**** Stored rows ****

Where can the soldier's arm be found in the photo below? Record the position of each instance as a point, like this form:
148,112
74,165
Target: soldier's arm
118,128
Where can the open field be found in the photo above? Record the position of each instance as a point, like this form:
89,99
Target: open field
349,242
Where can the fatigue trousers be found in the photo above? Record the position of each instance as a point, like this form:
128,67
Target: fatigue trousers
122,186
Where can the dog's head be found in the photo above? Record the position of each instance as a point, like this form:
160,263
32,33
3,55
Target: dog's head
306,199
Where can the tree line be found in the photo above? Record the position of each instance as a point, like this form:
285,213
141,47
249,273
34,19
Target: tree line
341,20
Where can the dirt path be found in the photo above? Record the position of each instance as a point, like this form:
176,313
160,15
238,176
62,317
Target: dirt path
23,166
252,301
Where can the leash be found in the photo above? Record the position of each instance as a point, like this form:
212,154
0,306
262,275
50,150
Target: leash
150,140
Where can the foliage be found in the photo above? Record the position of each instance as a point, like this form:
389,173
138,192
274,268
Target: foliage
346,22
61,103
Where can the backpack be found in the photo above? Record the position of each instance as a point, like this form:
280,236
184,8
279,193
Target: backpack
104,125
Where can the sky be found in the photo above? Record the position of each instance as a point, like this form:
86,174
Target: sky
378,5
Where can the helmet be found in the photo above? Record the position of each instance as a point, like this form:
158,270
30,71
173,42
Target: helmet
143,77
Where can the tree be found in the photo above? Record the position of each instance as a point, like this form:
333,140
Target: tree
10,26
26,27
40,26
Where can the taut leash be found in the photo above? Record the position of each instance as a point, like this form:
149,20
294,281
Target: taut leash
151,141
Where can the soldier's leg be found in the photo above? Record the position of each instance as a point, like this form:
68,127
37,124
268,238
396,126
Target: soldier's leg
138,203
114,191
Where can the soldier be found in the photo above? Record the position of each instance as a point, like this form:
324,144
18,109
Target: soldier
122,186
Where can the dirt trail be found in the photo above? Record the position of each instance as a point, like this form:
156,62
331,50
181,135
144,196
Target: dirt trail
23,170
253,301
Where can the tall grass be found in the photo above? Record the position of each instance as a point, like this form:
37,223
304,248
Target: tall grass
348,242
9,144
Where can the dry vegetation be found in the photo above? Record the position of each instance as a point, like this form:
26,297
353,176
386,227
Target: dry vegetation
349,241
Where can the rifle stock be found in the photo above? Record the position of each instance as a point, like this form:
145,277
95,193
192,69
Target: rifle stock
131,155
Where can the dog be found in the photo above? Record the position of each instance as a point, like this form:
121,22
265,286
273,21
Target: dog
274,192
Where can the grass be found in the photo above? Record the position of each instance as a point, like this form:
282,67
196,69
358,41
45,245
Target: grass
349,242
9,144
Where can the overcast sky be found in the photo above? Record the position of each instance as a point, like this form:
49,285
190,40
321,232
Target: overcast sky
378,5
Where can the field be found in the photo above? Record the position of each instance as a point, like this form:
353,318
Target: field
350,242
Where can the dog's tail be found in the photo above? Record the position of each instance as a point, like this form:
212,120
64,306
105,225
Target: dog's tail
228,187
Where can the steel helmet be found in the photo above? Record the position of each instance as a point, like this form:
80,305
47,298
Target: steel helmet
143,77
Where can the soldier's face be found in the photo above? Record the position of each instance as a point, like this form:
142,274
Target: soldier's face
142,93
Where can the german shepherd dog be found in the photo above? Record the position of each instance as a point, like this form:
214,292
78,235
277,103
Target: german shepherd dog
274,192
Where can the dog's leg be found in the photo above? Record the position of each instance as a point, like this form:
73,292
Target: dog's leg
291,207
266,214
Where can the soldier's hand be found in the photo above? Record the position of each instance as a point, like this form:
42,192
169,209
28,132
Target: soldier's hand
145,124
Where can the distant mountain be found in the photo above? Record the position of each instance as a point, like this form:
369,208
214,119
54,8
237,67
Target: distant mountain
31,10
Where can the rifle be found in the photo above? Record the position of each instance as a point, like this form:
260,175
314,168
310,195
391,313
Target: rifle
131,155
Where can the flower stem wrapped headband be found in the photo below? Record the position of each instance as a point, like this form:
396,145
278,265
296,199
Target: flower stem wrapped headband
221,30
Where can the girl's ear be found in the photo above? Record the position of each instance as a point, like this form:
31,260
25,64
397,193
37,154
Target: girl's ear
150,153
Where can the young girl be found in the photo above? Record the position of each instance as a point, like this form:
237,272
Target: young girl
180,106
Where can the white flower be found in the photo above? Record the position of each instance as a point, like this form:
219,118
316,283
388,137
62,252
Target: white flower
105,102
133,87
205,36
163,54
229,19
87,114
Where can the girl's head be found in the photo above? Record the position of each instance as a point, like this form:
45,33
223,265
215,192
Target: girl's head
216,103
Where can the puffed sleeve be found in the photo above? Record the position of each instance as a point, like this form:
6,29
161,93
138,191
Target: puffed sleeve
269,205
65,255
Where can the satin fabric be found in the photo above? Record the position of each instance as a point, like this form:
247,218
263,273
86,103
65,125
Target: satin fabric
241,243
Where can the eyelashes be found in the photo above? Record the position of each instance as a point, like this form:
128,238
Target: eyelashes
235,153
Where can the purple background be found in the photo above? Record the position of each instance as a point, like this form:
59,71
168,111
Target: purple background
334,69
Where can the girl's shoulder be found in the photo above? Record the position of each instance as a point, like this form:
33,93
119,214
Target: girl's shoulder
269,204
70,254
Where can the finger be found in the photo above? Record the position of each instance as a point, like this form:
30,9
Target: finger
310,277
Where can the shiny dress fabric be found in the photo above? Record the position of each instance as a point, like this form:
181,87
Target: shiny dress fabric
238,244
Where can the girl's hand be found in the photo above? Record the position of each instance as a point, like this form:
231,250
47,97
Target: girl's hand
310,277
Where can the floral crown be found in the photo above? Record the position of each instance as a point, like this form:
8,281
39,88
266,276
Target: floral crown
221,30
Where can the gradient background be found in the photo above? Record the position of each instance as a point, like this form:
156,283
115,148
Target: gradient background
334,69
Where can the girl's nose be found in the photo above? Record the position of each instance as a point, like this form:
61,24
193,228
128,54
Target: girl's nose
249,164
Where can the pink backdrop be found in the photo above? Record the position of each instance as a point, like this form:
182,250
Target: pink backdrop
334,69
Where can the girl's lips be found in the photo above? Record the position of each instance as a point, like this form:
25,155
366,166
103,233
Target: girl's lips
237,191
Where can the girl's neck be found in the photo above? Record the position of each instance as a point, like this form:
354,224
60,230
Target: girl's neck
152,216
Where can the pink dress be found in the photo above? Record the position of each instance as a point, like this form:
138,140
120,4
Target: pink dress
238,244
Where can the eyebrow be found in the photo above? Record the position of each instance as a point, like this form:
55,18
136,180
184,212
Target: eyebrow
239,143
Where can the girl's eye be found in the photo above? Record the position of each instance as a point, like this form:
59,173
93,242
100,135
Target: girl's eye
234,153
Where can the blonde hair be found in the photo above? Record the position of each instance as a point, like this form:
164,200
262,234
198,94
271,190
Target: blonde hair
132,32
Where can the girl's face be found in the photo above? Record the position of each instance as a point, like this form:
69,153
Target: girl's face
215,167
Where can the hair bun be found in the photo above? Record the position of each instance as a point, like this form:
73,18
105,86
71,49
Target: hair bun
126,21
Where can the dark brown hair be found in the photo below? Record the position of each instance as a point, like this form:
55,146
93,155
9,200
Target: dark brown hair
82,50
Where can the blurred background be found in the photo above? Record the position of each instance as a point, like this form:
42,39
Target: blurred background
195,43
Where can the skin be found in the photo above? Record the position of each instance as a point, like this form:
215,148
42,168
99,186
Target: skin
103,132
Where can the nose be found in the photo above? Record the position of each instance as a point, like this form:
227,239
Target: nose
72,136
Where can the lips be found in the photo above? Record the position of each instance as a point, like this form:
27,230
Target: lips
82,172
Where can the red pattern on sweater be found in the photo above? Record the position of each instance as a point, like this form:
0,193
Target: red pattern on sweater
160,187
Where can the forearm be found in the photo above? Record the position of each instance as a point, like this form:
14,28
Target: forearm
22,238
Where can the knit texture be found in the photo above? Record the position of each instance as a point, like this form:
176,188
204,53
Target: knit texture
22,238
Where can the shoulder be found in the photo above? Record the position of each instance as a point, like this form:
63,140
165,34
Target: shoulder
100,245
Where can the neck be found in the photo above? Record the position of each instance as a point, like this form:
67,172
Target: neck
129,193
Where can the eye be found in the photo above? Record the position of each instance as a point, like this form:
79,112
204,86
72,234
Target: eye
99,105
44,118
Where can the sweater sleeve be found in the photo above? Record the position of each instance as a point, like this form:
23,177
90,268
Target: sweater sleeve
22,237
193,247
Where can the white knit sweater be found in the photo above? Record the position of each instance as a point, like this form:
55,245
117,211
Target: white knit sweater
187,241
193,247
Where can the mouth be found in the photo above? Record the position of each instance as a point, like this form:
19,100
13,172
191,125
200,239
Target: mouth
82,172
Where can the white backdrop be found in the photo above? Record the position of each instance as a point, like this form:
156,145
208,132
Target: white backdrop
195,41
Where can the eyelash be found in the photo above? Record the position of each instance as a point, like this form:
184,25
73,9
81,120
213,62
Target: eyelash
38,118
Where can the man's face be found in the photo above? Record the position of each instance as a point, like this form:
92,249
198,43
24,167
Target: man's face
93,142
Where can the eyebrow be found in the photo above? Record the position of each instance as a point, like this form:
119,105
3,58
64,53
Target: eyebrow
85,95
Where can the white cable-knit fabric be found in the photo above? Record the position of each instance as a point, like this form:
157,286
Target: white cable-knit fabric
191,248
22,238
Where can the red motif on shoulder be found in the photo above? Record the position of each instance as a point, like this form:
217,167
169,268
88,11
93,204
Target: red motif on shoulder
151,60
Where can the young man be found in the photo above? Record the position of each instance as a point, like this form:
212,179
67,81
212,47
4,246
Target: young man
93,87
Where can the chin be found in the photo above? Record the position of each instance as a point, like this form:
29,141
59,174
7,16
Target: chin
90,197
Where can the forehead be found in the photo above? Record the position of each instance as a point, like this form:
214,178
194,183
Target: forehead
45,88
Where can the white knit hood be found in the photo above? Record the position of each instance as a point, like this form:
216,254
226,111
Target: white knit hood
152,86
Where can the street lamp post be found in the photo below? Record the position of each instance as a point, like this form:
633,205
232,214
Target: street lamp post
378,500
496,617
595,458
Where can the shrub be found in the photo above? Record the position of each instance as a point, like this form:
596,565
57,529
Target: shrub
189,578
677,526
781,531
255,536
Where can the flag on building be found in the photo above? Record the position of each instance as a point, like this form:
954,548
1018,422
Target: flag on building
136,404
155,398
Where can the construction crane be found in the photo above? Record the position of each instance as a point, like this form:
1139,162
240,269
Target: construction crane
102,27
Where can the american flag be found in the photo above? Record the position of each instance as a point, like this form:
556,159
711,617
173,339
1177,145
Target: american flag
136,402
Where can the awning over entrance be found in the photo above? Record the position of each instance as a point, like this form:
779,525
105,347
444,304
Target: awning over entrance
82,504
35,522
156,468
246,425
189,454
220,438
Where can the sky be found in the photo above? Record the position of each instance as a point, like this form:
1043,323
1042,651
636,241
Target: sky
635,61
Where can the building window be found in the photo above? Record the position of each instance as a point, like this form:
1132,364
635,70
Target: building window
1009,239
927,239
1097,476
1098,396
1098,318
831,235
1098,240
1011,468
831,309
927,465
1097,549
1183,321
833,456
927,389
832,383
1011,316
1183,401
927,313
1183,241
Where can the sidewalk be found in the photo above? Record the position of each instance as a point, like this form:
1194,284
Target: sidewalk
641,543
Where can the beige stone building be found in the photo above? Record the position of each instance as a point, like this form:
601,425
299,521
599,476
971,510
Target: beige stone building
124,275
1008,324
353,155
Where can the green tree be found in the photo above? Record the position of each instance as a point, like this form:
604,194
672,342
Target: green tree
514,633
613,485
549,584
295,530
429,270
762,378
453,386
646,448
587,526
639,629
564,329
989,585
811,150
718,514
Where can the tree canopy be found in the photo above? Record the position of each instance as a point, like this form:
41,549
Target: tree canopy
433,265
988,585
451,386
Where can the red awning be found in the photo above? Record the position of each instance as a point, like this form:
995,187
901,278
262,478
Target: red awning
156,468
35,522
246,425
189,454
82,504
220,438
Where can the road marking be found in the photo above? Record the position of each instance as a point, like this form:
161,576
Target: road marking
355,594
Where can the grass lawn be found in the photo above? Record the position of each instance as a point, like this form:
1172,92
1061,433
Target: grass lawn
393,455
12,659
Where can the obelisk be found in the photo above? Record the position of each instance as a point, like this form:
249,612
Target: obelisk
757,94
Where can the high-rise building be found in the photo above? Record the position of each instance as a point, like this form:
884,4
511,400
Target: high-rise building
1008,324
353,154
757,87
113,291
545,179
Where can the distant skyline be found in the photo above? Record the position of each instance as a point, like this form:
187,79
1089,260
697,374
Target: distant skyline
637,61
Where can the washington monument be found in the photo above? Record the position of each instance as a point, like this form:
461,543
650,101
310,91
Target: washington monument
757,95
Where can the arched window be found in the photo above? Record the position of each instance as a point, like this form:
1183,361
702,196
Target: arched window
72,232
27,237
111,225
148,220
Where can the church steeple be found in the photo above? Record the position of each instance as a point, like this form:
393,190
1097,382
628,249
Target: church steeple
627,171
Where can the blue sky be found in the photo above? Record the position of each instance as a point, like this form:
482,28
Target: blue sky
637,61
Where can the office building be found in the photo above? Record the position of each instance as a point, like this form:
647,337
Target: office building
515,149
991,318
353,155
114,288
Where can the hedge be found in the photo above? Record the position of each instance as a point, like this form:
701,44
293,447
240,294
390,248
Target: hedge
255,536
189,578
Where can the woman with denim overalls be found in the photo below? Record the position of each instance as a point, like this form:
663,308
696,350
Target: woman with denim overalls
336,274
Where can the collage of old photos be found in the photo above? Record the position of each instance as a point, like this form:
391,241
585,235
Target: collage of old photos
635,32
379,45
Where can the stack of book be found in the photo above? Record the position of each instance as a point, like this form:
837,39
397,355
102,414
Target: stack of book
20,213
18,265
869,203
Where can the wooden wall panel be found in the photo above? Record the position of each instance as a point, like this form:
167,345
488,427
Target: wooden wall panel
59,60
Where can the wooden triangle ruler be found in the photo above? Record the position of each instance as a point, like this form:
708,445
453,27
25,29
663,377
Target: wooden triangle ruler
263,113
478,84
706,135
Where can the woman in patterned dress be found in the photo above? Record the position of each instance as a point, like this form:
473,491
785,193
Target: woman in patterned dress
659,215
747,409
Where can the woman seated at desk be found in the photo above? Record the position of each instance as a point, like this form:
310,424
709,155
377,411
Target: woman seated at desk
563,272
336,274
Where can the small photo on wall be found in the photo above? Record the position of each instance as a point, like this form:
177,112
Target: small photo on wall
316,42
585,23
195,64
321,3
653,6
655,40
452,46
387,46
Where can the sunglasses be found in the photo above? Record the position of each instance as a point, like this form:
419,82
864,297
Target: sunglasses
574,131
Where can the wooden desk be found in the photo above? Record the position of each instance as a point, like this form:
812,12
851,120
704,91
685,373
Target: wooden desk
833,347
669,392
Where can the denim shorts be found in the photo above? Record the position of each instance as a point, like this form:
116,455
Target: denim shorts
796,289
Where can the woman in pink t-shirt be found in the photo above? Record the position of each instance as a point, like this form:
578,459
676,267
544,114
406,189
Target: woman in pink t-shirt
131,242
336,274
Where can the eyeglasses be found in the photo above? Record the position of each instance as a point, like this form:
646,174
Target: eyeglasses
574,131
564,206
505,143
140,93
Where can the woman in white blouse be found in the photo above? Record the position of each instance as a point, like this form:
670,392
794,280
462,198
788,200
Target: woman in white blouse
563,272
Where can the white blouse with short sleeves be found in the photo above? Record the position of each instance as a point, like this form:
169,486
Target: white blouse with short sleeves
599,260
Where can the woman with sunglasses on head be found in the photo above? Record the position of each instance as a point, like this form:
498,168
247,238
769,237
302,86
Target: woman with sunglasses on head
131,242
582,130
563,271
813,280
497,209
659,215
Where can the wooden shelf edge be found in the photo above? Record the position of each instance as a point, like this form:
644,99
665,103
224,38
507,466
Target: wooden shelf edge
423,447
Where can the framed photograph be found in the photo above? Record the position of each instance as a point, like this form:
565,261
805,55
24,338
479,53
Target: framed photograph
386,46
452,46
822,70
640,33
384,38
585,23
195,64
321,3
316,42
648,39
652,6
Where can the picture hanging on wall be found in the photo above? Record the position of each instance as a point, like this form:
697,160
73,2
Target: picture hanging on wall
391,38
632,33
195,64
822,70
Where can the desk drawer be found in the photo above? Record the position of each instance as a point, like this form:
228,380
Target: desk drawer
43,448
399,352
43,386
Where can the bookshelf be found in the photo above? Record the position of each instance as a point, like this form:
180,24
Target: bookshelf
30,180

****

Beginning with the line that contains "Where can the white blouse", repeat every line through the end of the records and nothing more.

▶ [Complete response]
Where can the white blouse with short sleeves be found in the photo above? Record the position of each instance as a point, like this form:
169,486
Target: white blouse with short sleeves
599,260
Where can the woman with sunglasses on head be found in the photo above? Record the position of each instance as a point, like this form:
498,168
247,238
769,237
302,86
Target: woman with sunglasses on head
131,242
582,130
563,271
813,280
497,209
659,215
Where can the wooden shelf edge be found in the photo above? Record the position of each instance as a point, like this form:
644,99
665,103
224,38
507,466
Target: wooden shelf edge
423,447
Where can the framed photograph be found in the photo above? Record the position of each instance as a point, like this form:
565,261
805,55
24,338
479,53
Target: framed photograph
386,46
452,46
822,70
640,33
384,38
585,23
195,64
321,3
316,42
648,39
652,6
Where can the picture hanging on wall be found in the photo above? Record the position of each instance as a point, like this form:
697,160
73,2
Target: picture hanging on wall
391,38
632,33
195,64
822,70
Where can the desk drawer be found in the photo above? Record the position of each instance as a point, like this form:
228,380
Target: desk drawer
43,448
399,352
43,386
Where can the bookshelf be found in the photo above? Record the position of each instance as a point, like this form:
180,24
Target: bookshelf
30,180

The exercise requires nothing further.